------ SOURCE DOCUMENT

Japanese Man: Oh heavens, what is that?

Police Officer: I do not know... but don't you really wanna dance like fuck right now? And have a blunt while we're at it?

Japanese Man: Yes. Hell Yes.

Ladies and gentleman, Knifehandchop has awoken. Spewing raga and atomic gabber madness from the Canadian wilderness and sending the hot jams straight down the back of your throat, Knifehandchop has quietly been building towards world domination. This kid actually gave Bounty Killer cred, by mixing some of the guy's wack-ass rhymes from the Blade soundtrack into his Dhyana Records debut, "Bounty Killer Killer," a track so hot it'd make your grandmother throw down on the dancefloor. And it was Knifehandchop's copyright-burning, radio smashing "Dancemix 2000"-- a song that makes Eminem the target of a teen-princess gangbang, with samples of Pink, Destiny's Child and the sad little boy from Detroit thrown all over fuzzed-out four/four breaks and the Vengaboys-- that got recycled by Kid606 into his latest album.

Knifehandchop (aka Billy Pollard) is from the same neighborhood as Venetian Snares and the Tigerbeat6 posse (Kid606, Lesser, DJ/Rupture), but probably spends most of his time inside getting high and watching BET. And writing some of the phattest boombonic tracks ever heard, too. But with so much going for him, it's sad that only about half of TKO from Tokyo, his second release on the Tigerbeat6 label, is concrete proof of it. Comprised mostly of remixes by other Tigerbeat6 artists, TKO is bland in spots and brilliant in others, exposing both the strengths and limitations of his sound over the course of seven tracks.

------------
------ SUPPLIED INFORMATION

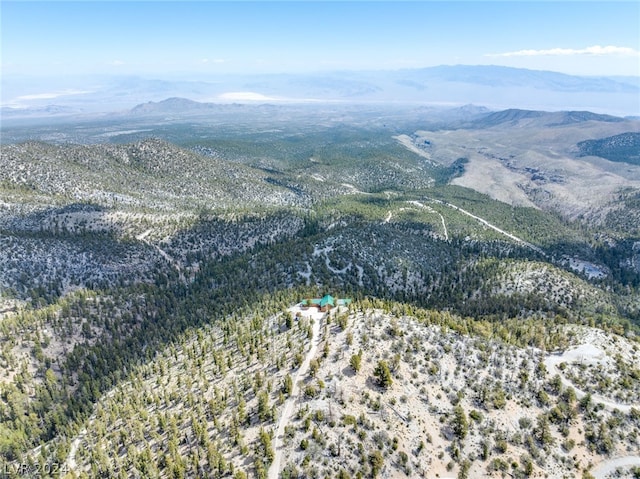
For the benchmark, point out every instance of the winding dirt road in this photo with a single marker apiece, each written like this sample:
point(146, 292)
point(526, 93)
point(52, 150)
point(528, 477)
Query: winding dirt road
point(287, 409)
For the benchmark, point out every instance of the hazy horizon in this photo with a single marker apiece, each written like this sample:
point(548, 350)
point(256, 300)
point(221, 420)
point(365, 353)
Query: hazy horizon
point(154, 38)
point(83, 54)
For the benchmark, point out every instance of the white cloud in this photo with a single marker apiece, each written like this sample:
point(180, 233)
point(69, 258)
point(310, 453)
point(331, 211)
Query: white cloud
point(245, 96)
point(595, 50)
point(51, 95)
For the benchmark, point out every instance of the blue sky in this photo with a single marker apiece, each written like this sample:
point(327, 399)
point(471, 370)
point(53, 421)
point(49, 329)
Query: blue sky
point(209, 38)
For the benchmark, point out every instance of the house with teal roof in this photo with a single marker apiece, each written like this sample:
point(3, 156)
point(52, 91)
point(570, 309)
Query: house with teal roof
point(324, 304)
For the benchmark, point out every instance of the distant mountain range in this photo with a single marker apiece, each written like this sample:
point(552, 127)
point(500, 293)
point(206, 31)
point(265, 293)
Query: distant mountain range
point(495, 87)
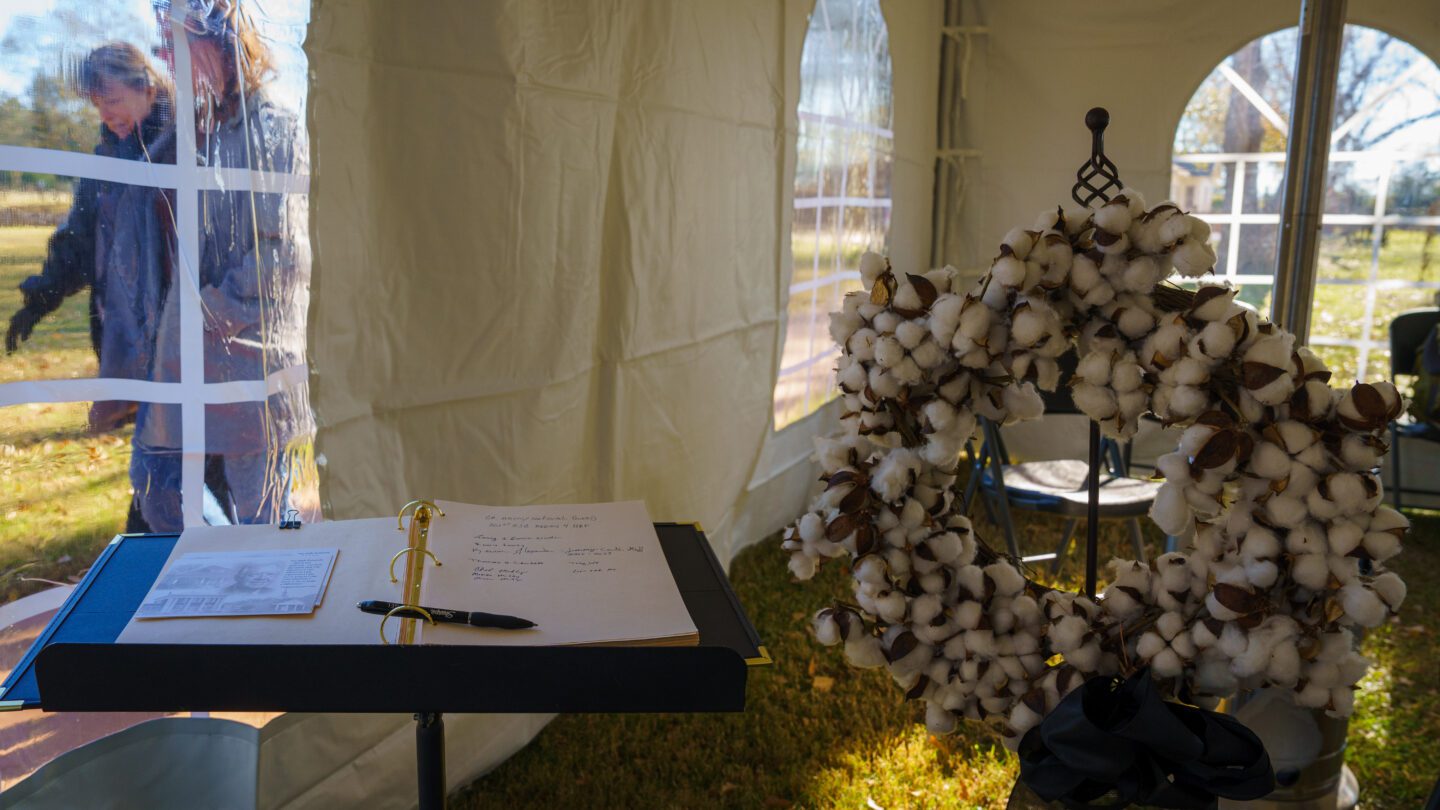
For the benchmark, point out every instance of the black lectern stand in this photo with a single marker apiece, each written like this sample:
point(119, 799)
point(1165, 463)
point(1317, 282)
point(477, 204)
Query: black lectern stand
point(77, 666)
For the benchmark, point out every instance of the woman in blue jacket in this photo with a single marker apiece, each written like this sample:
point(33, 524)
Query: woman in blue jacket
point(115, 235)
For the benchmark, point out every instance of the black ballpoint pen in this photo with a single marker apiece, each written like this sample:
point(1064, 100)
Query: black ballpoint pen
point(473, 619)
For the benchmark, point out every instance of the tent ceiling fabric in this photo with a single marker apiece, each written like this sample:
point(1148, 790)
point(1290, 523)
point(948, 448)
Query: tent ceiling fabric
point(1044, 64)
point(549, 245)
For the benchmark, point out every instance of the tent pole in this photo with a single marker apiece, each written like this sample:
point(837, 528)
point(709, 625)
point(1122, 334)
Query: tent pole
point(1312, 116)
point(429, 760)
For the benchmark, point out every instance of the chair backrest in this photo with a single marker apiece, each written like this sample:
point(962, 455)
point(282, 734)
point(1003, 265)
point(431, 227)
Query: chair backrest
point(1407, 333)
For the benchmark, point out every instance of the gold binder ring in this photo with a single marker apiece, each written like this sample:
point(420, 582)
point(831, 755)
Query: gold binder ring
point(418, 505)
point(405, 551)
point(398, 608)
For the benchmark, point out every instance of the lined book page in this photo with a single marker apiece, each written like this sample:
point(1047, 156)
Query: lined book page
point(585, 574)
point(360, 572)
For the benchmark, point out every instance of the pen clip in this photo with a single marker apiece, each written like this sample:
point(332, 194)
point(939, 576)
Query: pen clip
point(398, 608)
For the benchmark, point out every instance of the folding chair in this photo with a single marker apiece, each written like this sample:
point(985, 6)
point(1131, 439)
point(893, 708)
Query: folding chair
point(1057, 486)
point(1407, 333)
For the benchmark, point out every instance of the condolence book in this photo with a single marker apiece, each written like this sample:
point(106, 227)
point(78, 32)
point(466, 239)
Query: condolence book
point(583, 574)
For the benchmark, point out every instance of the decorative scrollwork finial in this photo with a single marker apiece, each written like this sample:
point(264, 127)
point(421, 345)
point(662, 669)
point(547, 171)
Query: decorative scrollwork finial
point(1099, 166)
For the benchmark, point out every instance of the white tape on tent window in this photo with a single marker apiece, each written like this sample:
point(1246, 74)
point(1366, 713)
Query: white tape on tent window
point(187, 177)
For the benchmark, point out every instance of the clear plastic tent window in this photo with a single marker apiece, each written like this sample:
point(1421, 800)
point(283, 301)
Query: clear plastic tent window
point(154, 277)
point(1383, 192)
point(843, 167)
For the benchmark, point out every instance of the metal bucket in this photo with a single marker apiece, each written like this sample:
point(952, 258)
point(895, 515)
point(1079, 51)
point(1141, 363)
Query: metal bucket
point(1306, 750)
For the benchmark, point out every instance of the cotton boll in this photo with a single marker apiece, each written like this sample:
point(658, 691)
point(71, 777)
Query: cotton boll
point(981, 643)
point(883, 384)
point(1135, 322)
point(928, 355)
point(925, 608)
point(1193, 258)
point(1285, 666)
point(827, 630)
point(861, 345)
point(1344, 568)
point(894, 474)
point(1020, 242)
point(1069, 633)
point(1023, 402)
point(1112, 244)
point(1113, 216)
point(1126, 376)
point(938, 721)
point(1390, 588)
point(1204, 634)
point(910, 333)
point(1269, 461)
point(1085, 274)
point(1087, 657)
point(1188, 401)
point(1141, 276)
point(1286, 512)
point(906, 297)
point(890, 607)
point(945, 317)
point(1213, 676)
point(1312, 696)
point(1008, 580)
point(1381, 545)
point(1171, 510)
point(871, 265)
point(1149, 646)
point(1008, 271)
point(1095, 368)
point(1167, 663)
point(889, 352)
point(1190, 371)
point(804, 565)
point(1387, 519)
point(1095, 401)
point(863, 652)
point(907, 372)
point(1216, 340)
point(1342, 702)
point(843, 325)
point(1344, 536)
point(1362, 606)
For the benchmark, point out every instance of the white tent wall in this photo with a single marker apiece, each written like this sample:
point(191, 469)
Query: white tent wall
point(1044, 62)
point(552, 261)
point(552, 250)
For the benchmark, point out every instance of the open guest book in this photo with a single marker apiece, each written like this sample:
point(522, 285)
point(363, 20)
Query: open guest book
point(583, 574)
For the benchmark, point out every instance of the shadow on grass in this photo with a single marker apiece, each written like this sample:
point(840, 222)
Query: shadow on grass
point(1397, 712)
point(821, 734)
point(814, 730)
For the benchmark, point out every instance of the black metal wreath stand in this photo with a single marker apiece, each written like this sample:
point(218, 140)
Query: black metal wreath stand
point(1099, 167)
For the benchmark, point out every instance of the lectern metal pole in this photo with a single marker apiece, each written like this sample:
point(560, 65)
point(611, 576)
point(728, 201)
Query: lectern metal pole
point(429, 760)
point(1092, 529)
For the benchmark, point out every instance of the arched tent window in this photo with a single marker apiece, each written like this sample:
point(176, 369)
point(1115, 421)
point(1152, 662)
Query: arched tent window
point(1380, 252)
point(843, 165)
point(154, 264)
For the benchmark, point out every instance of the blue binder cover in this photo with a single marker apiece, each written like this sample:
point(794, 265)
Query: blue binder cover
point(75, 663)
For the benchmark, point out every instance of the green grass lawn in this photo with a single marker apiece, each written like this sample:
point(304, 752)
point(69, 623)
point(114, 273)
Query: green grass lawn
point(821, 734)
point(64, 493)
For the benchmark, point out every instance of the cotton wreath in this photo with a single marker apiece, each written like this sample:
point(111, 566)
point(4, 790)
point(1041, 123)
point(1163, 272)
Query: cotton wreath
point(1273, 480)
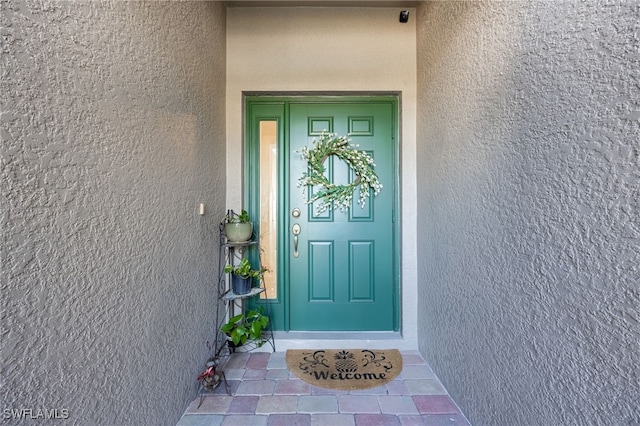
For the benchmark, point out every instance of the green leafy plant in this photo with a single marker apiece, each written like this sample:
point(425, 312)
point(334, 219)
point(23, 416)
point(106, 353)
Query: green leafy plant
point(244, 270)
point(251, 326)
point(233, 217)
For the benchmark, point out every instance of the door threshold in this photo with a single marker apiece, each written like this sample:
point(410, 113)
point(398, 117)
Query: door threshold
point(341, 340)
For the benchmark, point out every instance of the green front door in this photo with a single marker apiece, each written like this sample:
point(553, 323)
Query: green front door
point(337, 270)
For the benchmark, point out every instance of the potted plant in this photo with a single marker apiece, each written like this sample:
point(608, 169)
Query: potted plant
point(242, 274)
point(237, 227)
point(251, 326)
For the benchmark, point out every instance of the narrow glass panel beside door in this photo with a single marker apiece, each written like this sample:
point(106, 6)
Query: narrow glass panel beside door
point(269, 204)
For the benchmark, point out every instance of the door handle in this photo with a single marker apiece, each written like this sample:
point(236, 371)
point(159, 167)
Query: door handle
point(296, 231)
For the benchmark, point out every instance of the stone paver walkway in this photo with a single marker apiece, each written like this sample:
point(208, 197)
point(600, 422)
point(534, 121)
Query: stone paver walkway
point(265, 393)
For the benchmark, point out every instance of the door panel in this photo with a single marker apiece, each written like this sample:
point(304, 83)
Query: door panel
point(344, 278)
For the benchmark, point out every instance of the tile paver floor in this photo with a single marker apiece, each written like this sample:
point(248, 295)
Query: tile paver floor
point(265, 393)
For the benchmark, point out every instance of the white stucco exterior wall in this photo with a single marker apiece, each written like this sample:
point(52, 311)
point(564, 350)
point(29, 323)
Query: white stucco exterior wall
point(111, 134)
point(362, 50)
point(529, 153)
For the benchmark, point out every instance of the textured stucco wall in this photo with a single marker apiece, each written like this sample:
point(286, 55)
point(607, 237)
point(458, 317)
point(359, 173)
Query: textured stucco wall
point(529, 153)
point(112, 126)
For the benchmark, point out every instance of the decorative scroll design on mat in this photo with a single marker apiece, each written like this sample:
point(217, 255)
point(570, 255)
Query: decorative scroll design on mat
point(348, 369)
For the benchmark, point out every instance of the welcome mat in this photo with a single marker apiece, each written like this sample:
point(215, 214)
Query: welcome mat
point(348, 369)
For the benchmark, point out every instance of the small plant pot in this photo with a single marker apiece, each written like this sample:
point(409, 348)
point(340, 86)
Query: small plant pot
point(240, 285)
point(238, 232)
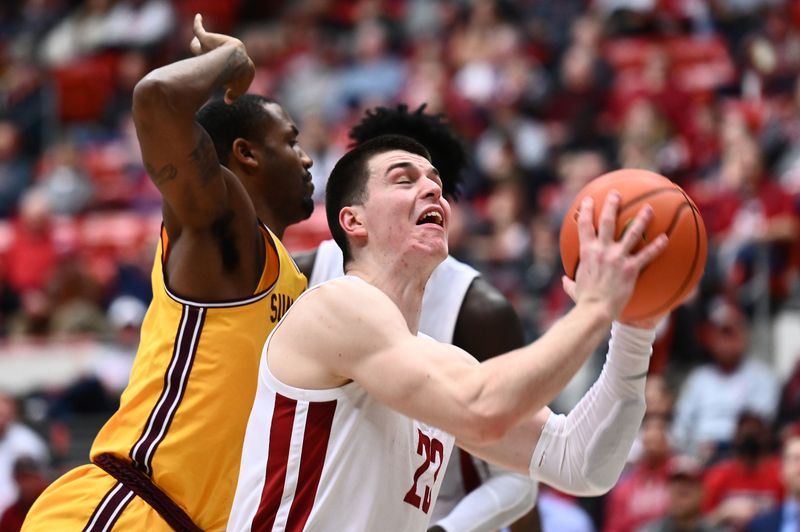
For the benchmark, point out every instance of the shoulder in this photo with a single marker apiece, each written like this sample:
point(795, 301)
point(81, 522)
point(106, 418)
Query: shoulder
point(305, 261)
point(345, 303)
point(758, 368)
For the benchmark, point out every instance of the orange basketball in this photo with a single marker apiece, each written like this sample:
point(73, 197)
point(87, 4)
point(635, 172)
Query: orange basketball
point(668, 279)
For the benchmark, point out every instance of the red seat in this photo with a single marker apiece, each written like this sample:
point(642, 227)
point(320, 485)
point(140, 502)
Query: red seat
point(84, 87)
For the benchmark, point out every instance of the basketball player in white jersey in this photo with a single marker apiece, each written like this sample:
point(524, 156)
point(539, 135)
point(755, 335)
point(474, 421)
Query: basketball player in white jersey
point(356, 414)
point(461, 308)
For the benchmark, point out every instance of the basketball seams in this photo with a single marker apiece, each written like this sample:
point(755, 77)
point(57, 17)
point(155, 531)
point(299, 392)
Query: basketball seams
point(695, 257)
point(673, 223)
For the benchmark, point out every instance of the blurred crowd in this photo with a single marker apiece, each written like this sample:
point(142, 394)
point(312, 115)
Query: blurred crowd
point(546, 94)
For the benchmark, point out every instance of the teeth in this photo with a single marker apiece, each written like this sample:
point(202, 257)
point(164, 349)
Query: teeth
point(433, 215)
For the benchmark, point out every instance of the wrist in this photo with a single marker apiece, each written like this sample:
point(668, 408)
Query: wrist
point(597, 311)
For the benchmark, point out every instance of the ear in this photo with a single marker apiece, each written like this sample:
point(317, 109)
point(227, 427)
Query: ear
point(351, 218)
point(243, 152)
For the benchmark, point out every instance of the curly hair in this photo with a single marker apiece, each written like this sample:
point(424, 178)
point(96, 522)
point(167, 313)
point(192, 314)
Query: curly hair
point(431, 130)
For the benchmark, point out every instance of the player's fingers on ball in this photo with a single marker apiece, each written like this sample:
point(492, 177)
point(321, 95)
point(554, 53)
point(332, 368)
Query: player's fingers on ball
point(651, 250)
point(633, 235)
point(198, 24)
point(586, 232)
point(608, 217)
point(195, 46)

------------

WRITTEN PROBLEM 1:
Answer these from the Knifehandchop review, one line each:
(a) On which label did "Bounty Killer Killer" appear as Knifehandchop's debut?
(b) What name does Knifehandchop also go by?
(c) How many tracks does TKO from Tokyo have?
WRITTEN PROBLEM 2:
The Knifehandchop review names, in parentheses, the members of the Tigerbeat6 posse. List all of them.
WRITTEN PROBLEM 3:
From the Knifehandchop review, reproduce the passage that begins with the words containing "Japanese Man: Yes." and ends with "his latest album.".

CORRECT OUTPUT 1:
(a) Dhyana Records
(b) Billy Pollard
(c) Seven

CORRECT OUTPUT 2:
Kid606, Lesser, DJ/Rupture

CORRECT OUTPUT 3:
Japanese Man: Yes. Hell Yes.

Ladies and gentleman, Knifehandchop has awoken. Spewing raga and atomic gabber madness from the Canadian wilderness and sending the hot jams straight down the back of your throat, Knifehandchop has quietly been building towards world domination. This kid actually gave Bounty Killer cred, by mixing some of the guy's wack-ass rhymes from the Blade soundtrack into his Dhyana Records debut, "Bounty Killer Killer," a track so hot it'd make your grandmother throw down on the dancefloor. And it was Knifehandchop's copyright-burning, radio smashing "Dancemix 2000"-- a song that makes Eminem the target of a teen-princess gangbang, with samples of Pink, Destiny's Child and the sad little boy from Detroit thrown all over fuzzed-out four/four breaks and the Vengaboys-- that got recycled by Kid606 into his latest album.